── ЦИТИРУЕМЫЙ ОТРЫВОК ──

Назначенный четвертым стрелком, я взял два ящика с патронами и пошел последним дозорным впереди идущих за мной 300 человек. Шаги тяжелые, ремень карабина давно уже до крови натер ключицу. Брюки, сшитые из грубой ткани, до крови растерли внутреннюю поверхность бедер, а попадавший туда пот жег эти места огнем.

— Еще всего-навсего десять километров, ребята! — Наш вислоплечий командир отделения, нелюбимый и несносный, сказал это бодрым голосом. И никакого следа усталости, походка вразвалочку, как будто он целый день просидел где-то здесь. При этом у него не было времени даже отдохнуть, потому что его постоянно вызывали к командиру роты для доклада и постановки задач.

«Всего-навсего» десять километров! Первую сотню метров мы прошли как по горячей сковороде, пока голое мясо на ступнях снова не привыкло к нагрузке. Тазом вправо, тазом влево — подобие свободной походки. «Песок» в суставах нужно сначала снова тонко размолоть, прежде чем снова разовьешь маршевую скорость.

───

__СПИСОК ЗАДАЧ__:
1. Перечислите по порядку все анатомические названия частей человеческого тела, которые встречаются в отрывке.
2. Перепечатайте фрагмент отрывка: начните с места, где стоят слова «Назначенный четвертым стрелком, я», и остановитесь после слов «и постановки задач.».

── ИЗВЛЕЧЕННЫЕ ДАННЫЕ ──

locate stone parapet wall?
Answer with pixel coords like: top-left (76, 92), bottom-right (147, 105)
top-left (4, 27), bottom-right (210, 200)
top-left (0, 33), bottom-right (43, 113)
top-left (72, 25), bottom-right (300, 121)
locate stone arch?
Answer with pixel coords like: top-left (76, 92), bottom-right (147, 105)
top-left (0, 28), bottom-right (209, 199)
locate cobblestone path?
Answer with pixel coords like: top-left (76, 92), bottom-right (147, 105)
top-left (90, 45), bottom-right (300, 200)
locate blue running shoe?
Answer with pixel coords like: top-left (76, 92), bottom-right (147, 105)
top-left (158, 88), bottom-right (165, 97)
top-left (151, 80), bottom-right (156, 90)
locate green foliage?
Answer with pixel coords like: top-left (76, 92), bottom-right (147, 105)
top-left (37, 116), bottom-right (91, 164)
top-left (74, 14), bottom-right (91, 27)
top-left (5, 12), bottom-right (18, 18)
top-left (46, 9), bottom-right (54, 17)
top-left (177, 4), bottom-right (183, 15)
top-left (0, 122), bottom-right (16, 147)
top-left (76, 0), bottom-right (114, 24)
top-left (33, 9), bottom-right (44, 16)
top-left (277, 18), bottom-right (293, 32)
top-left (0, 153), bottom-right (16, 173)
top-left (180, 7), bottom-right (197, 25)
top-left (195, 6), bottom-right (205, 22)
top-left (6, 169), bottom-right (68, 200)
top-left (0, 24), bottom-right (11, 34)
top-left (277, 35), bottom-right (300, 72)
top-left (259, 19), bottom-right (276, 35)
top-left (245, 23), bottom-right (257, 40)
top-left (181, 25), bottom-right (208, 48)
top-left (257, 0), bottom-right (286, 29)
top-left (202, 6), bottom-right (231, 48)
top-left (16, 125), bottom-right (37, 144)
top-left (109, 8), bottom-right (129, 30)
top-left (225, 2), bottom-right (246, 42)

───

__РЕШЕНИЯ ЗАДАЧ__:
1. Ключица, бедра, ступни, таз, суставы.

2.
Назначенный четвертым стрелком, я взял два ящика с патронами и пошел последним дозорным впереди идущих за мной 300 человек. Шаги тяжелые, ремень карабина давно уже до крови натер ключицу. Брюки, сшитые из грубой ткани, до крови растерли внутреннюю поверхность бедер, а попадавший туда пот жег эти места огнем.

— Еще всего-навсего десять километров, ребята! — Наш вислоплечий командир отделения, нелюбимый и несносный, сказал это бодрым голосом. И никакого следа усталости, походка вразвалочку, как будто он целый день просидел где-то здесь. При этом у него не было времени даже отдохнуть, потому что его постоянно вызывали к командиру роты для доклада и постановки задач.